» **PARTS OF THE EXERCISE**
a – In the iPadOS review, how many app icons fit on a single home screen, not counting the dock?
b – Reproduce every row of the saved entries below verbatim.

» **QUOTED PASSAGE**
• • • • • • •

When I reviewed the iPad Pro last year, I was torn. Here was one of the most impressive (not to mention expensive) tablets any company had ever made, and its software seemed caught between two goals: provide the classic, friendly iOS experience people were used to, and grow in a way that made it more meaningful to pro users shelling out for premium hardware.
With iPadOS, Apple is striking a better balance between those two priorities. And now that the company is releasing the software as a public beta, anyone will be able to install iPadOS and check in on the company's progress. After using a beta build for a few days, I'm already impressed with the changes Apple has made. Some are more subtle than others but all told, this new software refines the iPad experience in some important ways. Let's take a closer look.
A quick note: Despite what its name might suggest, iPadOS is basically just a tablet-tuned version of iOS 13. Because of that, I'm not going to rehash all of the new features and fixes Apple baked into its mobile OS. For a deeper dive into all that, I suggest you check out our iOS 13 preview here.
Look and feel
The first thing you'll notice once you load iPadOS onto an iPad are the app icons: They're smaller! And you can fit far more of them on a single screen now. Think: 30 (not including what's in the dock), up from 20 in earlier versions of iOS. It takes a little getting used to on hardware like the iPad mini, but it makes a big difference for larger tablets like the Air and Pro, which were stuck with a considerable amount of dead space between icons. That always meant more home screens or more folders, neither of which seemed ideal.
Apple came up with another way to reduce wasted space: pinning Today widgets to the side of the home screen. This is one of those subtle touches you could ignore entirely if you wanted to, but I've found that having my to-do lists and breaking news within easy reach has been great. It's worth noting that these pinned widgets only appear while the iPad is propped up in landscape mode. Even so, Apple's design team has succeeded in making iPadOS feel a bit more like a traditional desktop OS, and it's a refreshing change of pace.

• • • • • • •

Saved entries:
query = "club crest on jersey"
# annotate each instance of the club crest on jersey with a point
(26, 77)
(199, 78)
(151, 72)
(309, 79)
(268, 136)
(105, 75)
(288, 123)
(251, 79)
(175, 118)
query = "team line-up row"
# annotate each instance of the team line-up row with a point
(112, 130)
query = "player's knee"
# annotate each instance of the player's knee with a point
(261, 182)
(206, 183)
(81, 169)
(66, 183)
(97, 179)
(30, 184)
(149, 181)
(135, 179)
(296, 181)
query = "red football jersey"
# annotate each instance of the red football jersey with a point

• • • • • • •

» **ANSWERS BY TASK**
a – 30, up from 20 in earlier versions of iOS.

b –
query = "club crest on jersey"
# annotate each instance of the club crest on jersey with a point
(26, 77)
(199, 78)
(151, 72)
(309, 79)
(268, 136)
(105, 75)
(288, 123)
(251, 79)
(175, 118)
query = "team line-up row"
# annotate each instance of the team line-up row with a point
(112, 130)
query = "player's knee"
# annotate each instance of the player's knee with a point
(261, 182)
(206, 183)
(81, 169)
(66, 183)
(97, 179)
(30, 184)
(149, 181)
(135, 179)
(296, 181)
query = "red football jersey"
# annotate each instance of the red football jersey with a point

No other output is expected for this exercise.